The Hoon code for ++add decrements one of these values and adds one to the other for each decrement until zero is reached. This is because all atoms in Hoon are unsigned integers and Nock has no simple addition operation. The source code for ++add is located in hoon.hoon:
|%
+| %math
++ add
~/ %add
:: unsigned addition
::
:: a: augend
:: b: addend
|= [a=@ b=@]
:: sum
^- @
?: =(0 a) b
$(a (dec a), b +(b))or in a more compact form (omitting the parent core and chapter label)
++ add
~/ %add
|= [a=@ b=@] ^- @
?: =(0 a) b
$(a (dec a), b +(b))The jet hint %add allows Hoon to hint to the runtime that a jet may exist. By convention, the jet hint name matches the gate label. Jets must be registered elsewhere in the runtime source code for the Vere binary to know where to connect the hint; we elide that discussion until we take a look at jet implementation below.
The following C code implements ++add as a significantly faster operation including handling of >31-bit atoms. It may be found in urbit/pkg/urbit/jets/a/add.c:
u3_noun
u3qa_add(u3_atom a,
u3_atom b)
{
if ( _(u3a_is_cat(a)) && _(u3a_is_cat(b)) ) {
c3_w c = a + b;
return u3i_words(1, &c);
}
else if ( 0 == a ) {
return u3k(b);
}
else {
mpz_t a_mp, b_mp;
u3r_mp(a_mp, a);
u3r_mp(b_mp, b);
mpz_add(a_mp, a_mp, b_mp);
mpz_clear(b_mp);
return u3i_mp(a_mp);
}
}
u3_noun
u3wa_add(u3_noun cor)
{
u3_noun a, b;
if ( (c3n == u3r_mean(cor, u3x_sam_2, &a, u3x_sam_3, &b, 0)) ||
(c3n == u3ud(a)) ||
(c3n == u3ud(b) && a != 0) )
{
return u3m_bail(c3__exit);
} else {
return u3qa_add(a, b);
}
}The main entry point for a call into the function is u3wa_add. u3w functions are translator functions which accept the entire sample as a u3_noun (or Nock noun). u3q functions take custom combinations of nouns and atoms and generally correspond to unpacked samples.
u3wa_add defines two nouns a and b which will hold the unpacked arguments from the sample. The sample elements are copied out by reference into a from sample address 2 (u3x_sam_2) and into b from sample address 3 (u3x_sam_3). A couple of consistency checks are made; if these fail, u3m_bail yields a runtime error. Else u3qa_add is invoked on the C-style arguments.
u3qa_add has the task of adding two Urbit atoms. There is a catch, however! An atom may be a direct atom (meaning the value as an unsigned integer fits into 31 bits) or an indirect atom (anything higher than that). Direct atoms, called cats, are indicated by the first bit being zero.
0ZZZ.ZZZZ.ZZZZ.ZZZZ.ZZZZ.ZZZZ.ZZZZ.ZZZZ
Any atom value which may be represented as Z bits simply contain the value.

*Record excerpts*
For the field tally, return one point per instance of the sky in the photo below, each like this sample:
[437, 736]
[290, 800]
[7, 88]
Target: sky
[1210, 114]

*Objective 1*
Using the ++add walkthrough, explain why the Hoon version of ++add works by decrementing one value and incrementing the other until zero is reached.
*Objective 2*
Write the next part of the ++add walkthrough, starting right after its final sentence.

*Reply 1*
It works this way because every atom in Hoon is an unsigned integer and Nock has no simple addition operation. So the sum is built by taking one off the first value and adding one to the second, repeatedly, until the first value is zero.

*Reply 2*
> `@ub`2.147.483.647
0b111.1111.1111.1111.1111.1111.1111.1111
> `@ux`2.147.483.647
0x7fff.ffffHowever, any atom with a value greater than this (including many cords, floating-point values, etc.) is an indirect atom (or dog) marked with a prefixed bit of one.
11YX.XXXX.XXXX.XXXX.XXXX.XXXX.XXXX.XXXX
where bit 31 indicates indirectness, bit 30 is always set, and bit 29 (Y) indicates if the value is an atom or a cell. An indirect atom contains a pointer into the loom from bits 0–28 (bits X).
What does this mean for u3qa_add? It means that if the atoms are both direct atoms (cats), the addition is straightforward and simply carried out in C. When converted back into an atom, a helper function u3i_words deals with the possibility of overflow and the concomitant transformation to a dog.
c3_w c = a + b; # c3_w is a 32-bit C word.
return u3i_words(1, &c);There's a second trivial case to handle one of the values being zero. (It is unclear to the author of this tutorial why both cases as-zero are not being handled; the speed change may be too trivial to matter.)
Finally, the general case of adding the values at two loom addresses is dealt with. This requires general pointer-based arithmetic with GMP multi-precision integer operations.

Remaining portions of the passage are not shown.